WRITTEN INSTRUCTION: Pull out each line of the material below that contains the word "backpack" and copy it unchanged.

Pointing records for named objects
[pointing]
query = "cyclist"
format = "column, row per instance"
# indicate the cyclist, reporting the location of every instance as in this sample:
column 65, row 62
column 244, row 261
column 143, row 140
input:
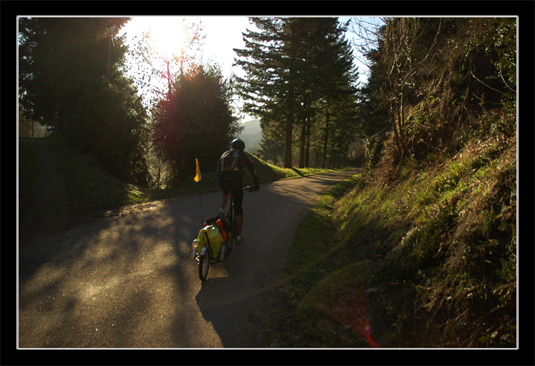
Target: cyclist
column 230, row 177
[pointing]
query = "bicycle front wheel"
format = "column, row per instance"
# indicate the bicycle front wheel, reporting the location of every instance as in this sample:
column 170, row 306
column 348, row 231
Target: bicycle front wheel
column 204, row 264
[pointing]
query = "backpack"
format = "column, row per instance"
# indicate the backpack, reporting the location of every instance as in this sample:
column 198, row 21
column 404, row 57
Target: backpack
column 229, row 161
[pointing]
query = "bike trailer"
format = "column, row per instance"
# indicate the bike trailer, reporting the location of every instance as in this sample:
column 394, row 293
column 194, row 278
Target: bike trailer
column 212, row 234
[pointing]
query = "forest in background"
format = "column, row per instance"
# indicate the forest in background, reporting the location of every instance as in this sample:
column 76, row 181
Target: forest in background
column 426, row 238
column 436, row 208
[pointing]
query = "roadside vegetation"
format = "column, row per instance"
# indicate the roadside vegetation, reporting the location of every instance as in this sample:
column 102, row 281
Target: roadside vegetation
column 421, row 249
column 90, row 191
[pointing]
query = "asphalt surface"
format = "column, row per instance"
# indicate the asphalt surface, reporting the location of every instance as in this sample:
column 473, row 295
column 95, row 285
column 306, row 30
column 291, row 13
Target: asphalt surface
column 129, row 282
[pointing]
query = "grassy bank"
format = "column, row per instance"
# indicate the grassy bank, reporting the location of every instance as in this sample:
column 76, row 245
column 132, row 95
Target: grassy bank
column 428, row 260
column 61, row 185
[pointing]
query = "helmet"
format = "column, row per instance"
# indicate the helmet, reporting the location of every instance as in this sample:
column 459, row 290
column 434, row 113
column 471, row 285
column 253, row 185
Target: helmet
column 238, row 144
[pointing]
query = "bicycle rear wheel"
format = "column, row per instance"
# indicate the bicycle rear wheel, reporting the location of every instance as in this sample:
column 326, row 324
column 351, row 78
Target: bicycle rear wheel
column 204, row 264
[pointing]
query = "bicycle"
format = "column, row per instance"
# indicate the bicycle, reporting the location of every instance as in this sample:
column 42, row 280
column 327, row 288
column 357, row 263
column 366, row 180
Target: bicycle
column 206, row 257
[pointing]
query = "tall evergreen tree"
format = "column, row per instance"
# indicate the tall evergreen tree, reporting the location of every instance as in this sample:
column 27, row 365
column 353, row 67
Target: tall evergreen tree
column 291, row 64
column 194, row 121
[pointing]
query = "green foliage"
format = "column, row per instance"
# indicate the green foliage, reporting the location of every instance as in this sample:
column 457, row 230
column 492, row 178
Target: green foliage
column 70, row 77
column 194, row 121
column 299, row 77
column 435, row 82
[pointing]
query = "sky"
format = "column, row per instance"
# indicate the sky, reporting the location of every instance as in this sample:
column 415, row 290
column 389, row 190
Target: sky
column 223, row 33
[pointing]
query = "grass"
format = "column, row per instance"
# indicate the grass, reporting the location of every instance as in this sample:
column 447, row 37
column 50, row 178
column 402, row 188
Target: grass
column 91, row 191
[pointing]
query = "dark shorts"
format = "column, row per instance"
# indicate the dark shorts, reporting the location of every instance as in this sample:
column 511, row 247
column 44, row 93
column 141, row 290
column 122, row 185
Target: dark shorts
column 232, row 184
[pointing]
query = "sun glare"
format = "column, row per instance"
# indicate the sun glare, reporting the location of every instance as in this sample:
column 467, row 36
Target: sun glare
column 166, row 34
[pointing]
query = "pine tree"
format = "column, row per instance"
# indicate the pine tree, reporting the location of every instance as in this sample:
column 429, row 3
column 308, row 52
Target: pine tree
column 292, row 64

...

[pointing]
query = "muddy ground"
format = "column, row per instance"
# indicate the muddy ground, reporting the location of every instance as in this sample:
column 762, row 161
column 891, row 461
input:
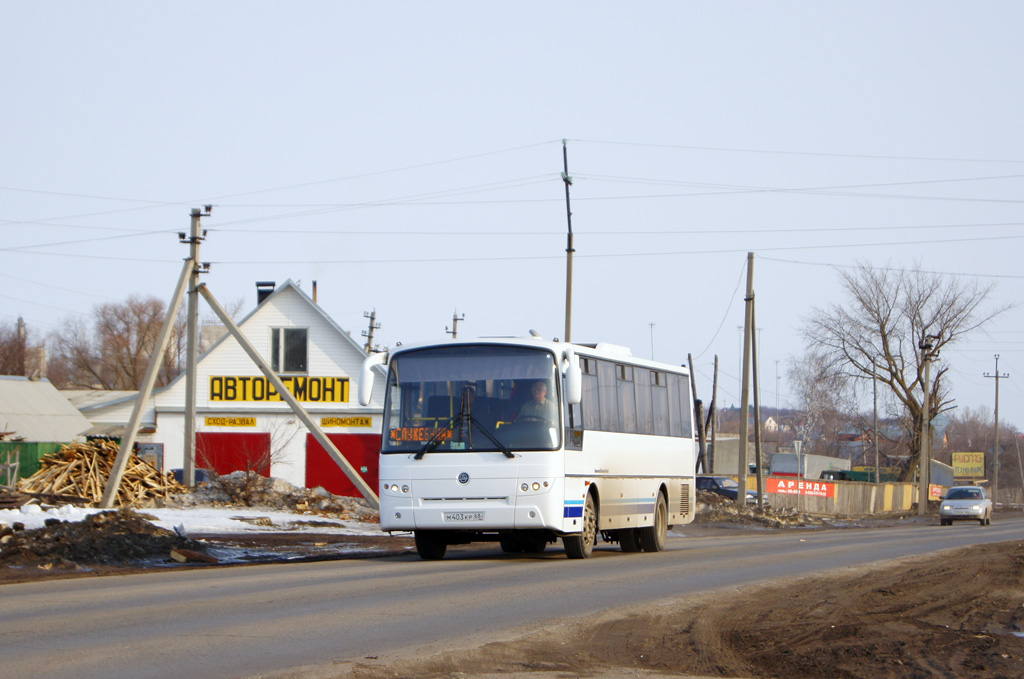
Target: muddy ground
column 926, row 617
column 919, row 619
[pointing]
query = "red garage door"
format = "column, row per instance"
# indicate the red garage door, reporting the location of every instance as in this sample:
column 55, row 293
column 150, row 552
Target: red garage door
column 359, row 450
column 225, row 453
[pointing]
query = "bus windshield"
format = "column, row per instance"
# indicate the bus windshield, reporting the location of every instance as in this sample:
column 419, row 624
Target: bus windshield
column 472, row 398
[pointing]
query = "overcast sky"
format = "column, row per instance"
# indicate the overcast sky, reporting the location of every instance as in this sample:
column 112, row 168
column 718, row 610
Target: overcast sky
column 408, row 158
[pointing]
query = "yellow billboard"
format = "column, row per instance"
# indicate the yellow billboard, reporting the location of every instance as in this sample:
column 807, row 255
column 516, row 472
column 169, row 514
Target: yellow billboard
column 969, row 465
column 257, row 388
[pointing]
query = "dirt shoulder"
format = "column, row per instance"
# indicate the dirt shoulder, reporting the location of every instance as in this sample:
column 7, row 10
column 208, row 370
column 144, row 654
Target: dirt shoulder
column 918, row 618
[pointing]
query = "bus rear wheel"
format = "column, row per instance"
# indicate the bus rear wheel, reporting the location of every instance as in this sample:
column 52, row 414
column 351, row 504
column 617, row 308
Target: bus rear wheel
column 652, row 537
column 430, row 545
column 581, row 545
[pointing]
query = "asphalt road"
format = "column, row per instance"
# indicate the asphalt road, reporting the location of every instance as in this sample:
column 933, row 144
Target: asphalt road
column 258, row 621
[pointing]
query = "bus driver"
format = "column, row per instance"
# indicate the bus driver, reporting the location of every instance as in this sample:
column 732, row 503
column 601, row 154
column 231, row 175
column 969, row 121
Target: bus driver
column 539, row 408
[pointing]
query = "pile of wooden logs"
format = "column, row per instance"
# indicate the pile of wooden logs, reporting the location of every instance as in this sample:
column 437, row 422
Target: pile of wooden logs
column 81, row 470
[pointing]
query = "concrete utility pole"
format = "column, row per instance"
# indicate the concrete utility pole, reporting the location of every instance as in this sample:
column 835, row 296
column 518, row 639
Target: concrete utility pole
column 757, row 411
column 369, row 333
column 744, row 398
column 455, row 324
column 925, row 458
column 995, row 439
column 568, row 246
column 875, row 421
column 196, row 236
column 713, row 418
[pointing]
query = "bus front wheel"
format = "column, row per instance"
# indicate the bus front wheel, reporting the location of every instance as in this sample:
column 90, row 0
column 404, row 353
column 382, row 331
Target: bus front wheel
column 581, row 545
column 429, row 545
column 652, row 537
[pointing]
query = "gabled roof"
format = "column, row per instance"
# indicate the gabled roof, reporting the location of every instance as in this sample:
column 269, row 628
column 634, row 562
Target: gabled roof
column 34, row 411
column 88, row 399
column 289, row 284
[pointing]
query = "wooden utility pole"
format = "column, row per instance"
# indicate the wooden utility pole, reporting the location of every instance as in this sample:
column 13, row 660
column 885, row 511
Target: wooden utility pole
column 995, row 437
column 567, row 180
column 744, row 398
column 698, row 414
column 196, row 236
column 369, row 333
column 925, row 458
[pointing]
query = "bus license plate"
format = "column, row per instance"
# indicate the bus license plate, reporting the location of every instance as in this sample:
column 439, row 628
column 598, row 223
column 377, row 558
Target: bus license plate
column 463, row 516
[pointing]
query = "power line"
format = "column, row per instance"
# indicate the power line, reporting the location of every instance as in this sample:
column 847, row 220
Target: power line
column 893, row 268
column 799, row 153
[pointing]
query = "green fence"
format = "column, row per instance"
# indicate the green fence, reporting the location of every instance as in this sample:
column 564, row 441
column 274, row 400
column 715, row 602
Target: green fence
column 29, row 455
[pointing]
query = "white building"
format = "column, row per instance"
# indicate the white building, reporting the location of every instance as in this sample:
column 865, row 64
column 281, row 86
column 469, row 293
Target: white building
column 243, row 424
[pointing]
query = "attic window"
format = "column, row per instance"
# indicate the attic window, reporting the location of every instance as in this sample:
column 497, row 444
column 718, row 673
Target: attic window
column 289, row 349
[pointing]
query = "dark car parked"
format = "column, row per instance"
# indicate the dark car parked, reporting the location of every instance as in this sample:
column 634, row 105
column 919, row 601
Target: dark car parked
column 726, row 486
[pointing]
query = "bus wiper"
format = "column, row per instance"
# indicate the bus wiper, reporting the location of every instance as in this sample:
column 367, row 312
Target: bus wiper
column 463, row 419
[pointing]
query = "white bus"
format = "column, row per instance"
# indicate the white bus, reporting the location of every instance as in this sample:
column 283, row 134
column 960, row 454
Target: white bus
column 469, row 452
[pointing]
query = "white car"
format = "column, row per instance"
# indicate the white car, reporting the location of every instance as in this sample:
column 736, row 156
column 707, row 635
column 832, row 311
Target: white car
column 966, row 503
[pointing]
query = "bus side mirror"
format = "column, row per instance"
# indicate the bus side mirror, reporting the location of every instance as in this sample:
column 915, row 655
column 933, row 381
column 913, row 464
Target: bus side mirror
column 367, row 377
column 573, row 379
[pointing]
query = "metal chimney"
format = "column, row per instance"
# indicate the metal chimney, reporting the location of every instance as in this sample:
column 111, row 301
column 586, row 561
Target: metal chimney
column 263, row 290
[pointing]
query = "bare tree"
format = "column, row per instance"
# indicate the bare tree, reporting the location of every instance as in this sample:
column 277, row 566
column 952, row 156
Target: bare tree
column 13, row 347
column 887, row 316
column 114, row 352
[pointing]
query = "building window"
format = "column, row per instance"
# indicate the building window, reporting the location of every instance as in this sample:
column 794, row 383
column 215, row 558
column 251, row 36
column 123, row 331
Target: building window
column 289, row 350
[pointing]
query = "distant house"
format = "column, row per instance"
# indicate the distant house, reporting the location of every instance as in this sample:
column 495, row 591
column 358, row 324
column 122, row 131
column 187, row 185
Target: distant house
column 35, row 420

EXERCISE SOLUTION:
query = "backpack"
# indicate the backpack, reporting the location of every instance as in this sample:
Target: backpack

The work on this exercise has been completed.